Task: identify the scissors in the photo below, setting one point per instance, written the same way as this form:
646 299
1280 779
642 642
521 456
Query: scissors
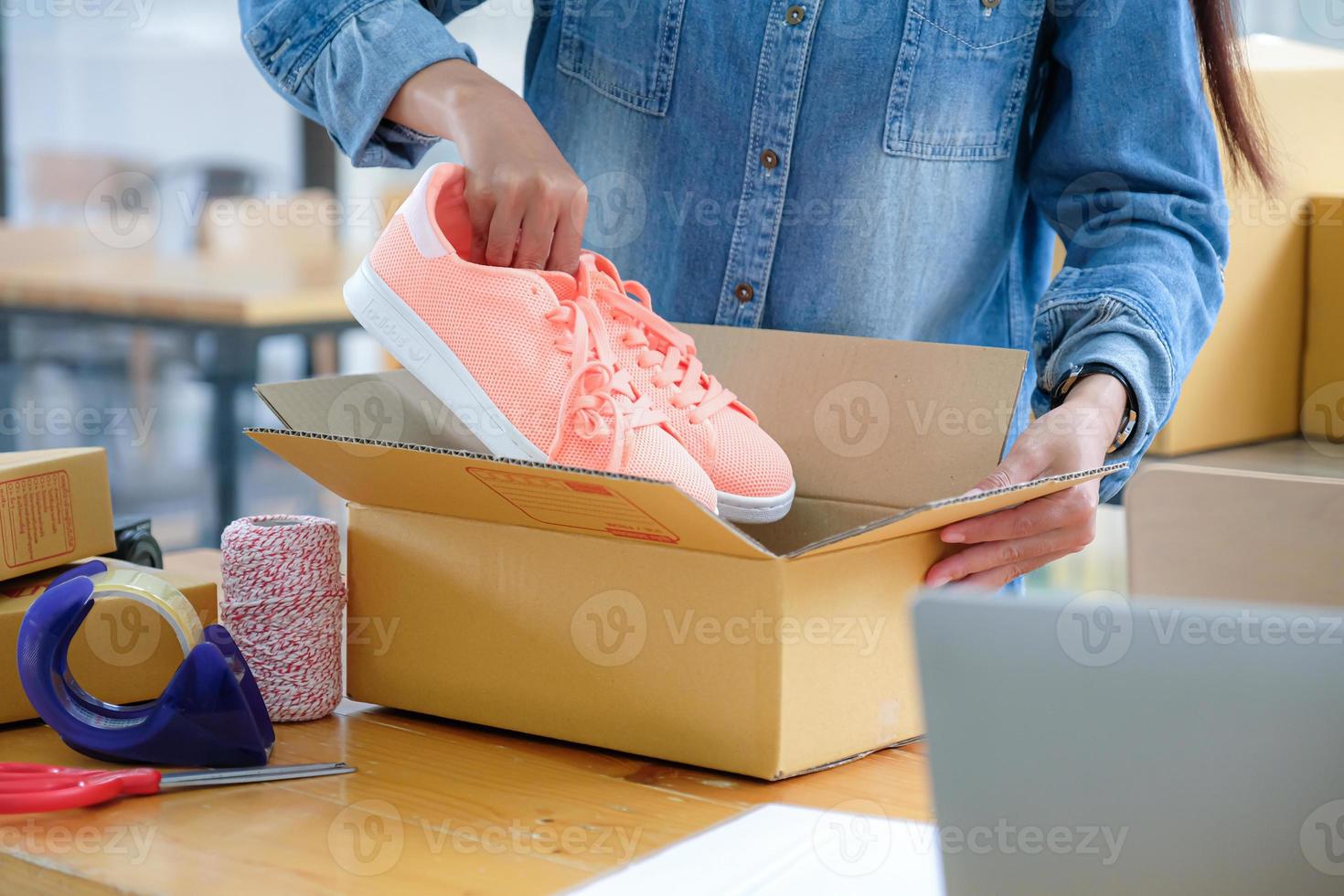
31 789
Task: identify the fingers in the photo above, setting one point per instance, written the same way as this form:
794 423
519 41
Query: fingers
1072 507
504 229
569 234
1024 463
1018 554
534 220
998 577
480 209
534 246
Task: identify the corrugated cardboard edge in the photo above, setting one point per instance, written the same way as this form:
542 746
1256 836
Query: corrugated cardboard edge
964 498
486 458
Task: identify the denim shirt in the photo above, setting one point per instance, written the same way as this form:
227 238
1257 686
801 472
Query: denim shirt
894 169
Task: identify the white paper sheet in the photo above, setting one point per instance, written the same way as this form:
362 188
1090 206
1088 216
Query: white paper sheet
791 849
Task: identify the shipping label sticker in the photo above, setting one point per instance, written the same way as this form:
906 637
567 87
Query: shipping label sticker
574 504
37 518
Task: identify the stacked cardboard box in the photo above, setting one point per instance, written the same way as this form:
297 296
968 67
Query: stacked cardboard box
1260 524
1246 384
56 508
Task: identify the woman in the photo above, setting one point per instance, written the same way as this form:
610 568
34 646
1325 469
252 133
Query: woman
892 169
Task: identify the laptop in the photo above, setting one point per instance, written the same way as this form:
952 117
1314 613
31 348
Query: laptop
1093 744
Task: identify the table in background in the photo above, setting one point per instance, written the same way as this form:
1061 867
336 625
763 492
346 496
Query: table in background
436 806
66 275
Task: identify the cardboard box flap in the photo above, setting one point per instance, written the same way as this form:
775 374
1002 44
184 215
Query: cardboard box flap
935 515
460 484
390 406
869 420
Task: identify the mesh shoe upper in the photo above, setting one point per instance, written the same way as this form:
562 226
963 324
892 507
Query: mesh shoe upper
740 455
519 340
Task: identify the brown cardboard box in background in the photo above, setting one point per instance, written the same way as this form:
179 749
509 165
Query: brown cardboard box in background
54 507
1323 359
123 653
1261 524
1244 384
618 613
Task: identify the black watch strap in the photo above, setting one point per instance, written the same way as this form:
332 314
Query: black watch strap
1077 372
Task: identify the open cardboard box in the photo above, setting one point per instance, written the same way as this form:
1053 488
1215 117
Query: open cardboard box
620 613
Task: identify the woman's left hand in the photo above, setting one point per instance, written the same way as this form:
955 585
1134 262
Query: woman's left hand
1011 543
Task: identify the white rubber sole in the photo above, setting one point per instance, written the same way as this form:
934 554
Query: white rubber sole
740 508
421 351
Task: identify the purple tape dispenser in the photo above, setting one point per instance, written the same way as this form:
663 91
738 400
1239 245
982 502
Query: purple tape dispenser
211 712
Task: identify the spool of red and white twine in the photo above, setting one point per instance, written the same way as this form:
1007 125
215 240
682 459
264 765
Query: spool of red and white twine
283 602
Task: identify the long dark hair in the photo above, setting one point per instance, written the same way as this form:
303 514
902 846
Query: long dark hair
1232 93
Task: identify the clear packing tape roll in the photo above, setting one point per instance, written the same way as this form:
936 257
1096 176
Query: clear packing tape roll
157 595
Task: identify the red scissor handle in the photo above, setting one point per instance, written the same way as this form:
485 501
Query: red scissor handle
30 789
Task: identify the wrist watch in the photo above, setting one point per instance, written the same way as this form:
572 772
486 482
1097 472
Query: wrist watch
1080 371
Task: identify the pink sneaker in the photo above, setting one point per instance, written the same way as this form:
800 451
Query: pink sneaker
529 372
749 469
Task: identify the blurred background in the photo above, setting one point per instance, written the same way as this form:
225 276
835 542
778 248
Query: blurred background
142 126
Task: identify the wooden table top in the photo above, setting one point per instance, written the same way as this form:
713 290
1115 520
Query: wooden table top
436 806
69 272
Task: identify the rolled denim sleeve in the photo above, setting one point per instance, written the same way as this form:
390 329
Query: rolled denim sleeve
342 62
1126 171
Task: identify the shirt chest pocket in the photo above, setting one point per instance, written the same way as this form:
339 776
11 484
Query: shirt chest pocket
623 50
961 78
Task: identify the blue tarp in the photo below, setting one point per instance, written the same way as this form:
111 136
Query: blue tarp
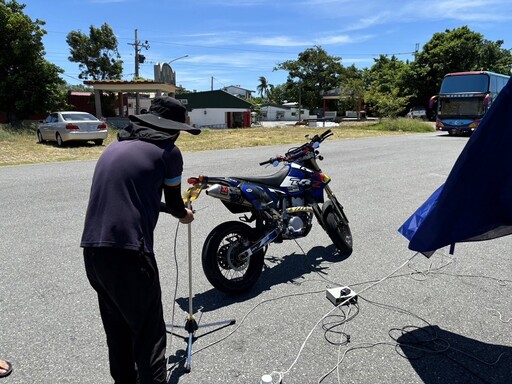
475 202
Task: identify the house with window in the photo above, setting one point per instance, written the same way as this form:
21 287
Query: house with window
284 112
216 109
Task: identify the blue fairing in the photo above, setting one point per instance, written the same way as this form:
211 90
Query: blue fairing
260 197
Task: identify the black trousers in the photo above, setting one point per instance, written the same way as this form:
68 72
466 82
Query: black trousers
130 301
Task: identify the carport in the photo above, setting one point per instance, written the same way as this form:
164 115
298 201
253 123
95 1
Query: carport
120 87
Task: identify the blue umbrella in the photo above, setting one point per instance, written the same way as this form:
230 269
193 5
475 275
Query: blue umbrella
475 202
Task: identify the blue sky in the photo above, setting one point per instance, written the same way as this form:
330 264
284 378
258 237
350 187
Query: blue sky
234 42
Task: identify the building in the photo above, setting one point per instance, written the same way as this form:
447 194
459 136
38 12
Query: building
285 112
216 109
236 90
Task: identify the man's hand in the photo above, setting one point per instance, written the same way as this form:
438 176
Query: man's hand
188 218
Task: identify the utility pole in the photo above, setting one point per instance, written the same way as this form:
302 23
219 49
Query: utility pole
138 60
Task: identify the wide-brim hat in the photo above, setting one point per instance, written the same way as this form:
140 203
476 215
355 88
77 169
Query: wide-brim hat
167 114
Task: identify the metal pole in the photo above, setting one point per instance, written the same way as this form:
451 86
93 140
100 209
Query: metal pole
137 96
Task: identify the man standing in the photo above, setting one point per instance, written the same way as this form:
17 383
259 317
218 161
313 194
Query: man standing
123 210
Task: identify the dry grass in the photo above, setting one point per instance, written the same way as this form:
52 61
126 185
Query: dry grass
21 147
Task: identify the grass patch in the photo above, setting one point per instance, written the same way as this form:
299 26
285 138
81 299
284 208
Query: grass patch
18 145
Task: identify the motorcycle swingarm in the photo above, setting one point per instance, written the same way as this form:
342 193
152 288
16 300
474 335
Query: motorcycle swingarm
261 243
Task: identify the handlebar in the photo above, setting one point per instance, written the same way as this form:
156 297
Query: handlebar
303 150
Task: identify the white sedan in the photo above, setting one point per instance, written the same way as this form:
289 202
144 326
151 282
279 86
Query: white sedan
71 126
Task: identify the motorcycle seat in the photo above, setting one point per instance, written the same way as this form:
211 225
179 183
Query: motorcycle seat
274 180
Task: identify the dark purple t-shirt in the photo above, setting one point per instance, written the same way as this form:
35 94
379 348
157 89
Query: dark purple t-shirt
126 192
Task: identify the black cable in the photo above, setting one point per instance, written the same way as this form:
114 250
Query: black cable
331 326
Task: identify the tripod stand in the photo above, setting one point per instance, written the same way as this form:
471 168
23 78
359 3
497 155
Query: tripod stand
191 325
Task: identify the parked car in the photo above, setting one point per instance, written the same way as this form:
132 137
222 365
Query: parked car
68 126
417 113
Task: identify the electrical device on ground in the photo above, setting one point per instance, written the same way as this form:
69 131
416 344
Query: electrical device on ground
191 325
341 295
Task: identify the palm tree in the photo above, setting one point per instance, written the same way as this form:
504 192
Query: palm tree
262 88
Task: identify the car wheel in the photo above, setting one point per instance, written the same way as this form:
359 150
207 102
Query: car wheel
60 143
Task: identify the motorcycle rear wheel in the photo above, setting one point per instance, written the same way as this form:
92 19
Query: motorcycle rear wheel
337 229
221 264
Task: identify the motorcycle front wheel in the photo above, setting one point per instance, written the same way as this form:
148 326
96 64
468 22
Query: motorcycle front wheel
223 266
337 229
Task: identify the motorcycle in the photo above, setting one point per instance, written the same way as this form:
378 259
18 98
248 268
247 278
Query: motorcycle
280 206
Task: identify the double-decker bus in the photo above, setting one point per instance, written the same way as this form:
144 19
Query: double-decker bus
464 98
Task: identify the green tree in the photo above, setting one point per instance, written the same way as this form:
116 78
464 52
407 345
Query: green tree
97 54
455 50
28 83
313 71
385 96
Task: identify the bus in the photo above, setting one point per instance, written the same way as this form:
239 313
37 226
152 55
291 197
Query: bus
464 98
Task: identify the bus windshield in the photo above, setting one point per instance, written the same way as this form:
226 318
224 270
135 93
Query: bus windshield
461 107
466 83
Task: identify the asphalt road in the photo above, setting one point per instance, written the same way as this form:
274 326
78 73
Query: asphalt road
455 310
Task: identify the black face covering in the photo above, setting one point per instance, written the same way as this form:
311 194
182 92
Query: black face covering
146 132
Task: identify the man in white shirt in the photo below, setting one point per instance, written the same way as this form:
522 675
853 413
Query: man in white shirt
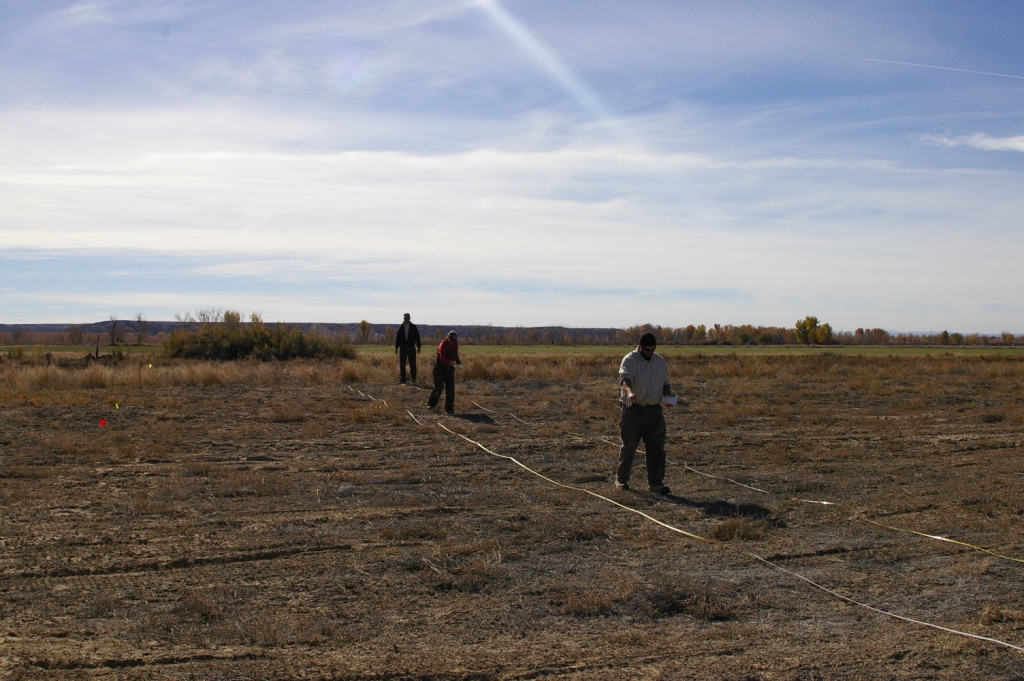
643 377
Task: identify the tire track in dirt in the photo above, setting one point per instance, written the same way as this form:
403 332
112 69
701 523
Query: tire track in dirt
112 663
180 563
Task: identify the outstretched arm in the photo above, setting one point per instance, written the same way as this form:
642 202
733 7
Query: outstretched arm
628 387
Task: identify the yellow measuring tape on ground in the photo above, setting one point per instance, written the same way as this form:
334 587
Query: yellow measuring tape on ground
765 561
944 539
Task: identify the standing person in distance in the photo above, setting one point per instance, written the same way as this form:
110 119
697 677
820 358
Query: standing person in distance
407 346
444 365
643 377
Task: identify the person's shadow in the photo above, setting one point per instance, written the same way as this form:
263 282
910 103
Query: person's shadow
476 418
724 509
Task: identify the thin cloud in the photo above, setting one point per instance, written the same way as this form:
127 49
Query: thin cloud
979 140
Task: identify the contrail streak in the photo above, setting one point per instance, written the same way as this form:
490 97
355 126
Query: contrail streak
545 57
929 66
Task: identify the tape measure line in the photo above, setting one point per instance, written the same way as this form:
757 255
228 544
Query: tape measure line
765 561
717 477
944 539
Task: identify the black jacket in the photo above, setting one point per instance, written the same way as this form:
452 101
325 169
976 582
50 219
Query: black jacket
414 337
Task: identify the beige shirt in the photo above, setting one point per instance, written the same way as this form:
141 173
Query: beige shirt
647 376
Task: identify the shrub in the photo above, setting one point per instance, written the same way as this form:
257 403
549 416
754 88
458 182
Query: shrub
236 341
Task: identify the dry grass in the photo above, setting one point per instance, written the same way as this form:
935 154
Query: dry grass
271 511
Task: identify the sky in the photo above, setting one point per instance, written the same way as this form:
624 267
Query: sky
514 162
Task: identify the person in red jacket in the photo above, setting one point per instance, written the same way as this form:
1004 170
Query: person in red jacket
448 359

What the task asks: Keep only the lines from the one containing "Task: identify the beige" to the end of the entries, and repeat them exactly.

Task result:
Task: identify the beige shirt in the photo above, setting one point per instance, written the same way as this form:
141 173
Query: beige shirt
647 376
Task: identify the shrub in the photo above, setting one point per instance, written the same way as this form:
257 403
549 416
754 88
458 182
Query: shrub
236 341
Task: identify the dry grass in the photo above, setting one point per instance, written the same way as this form:
935 154
Query: dry grass
271 511
Task: identify the sky in the photo above, setting one point per instance, written the same way as this form:
624 267
Query: sky
514 162
Task: identify the person in red jacket in the photo above, setting one point per instance, written the same way as this form:
1004 170
Query: person in red jacket
448 359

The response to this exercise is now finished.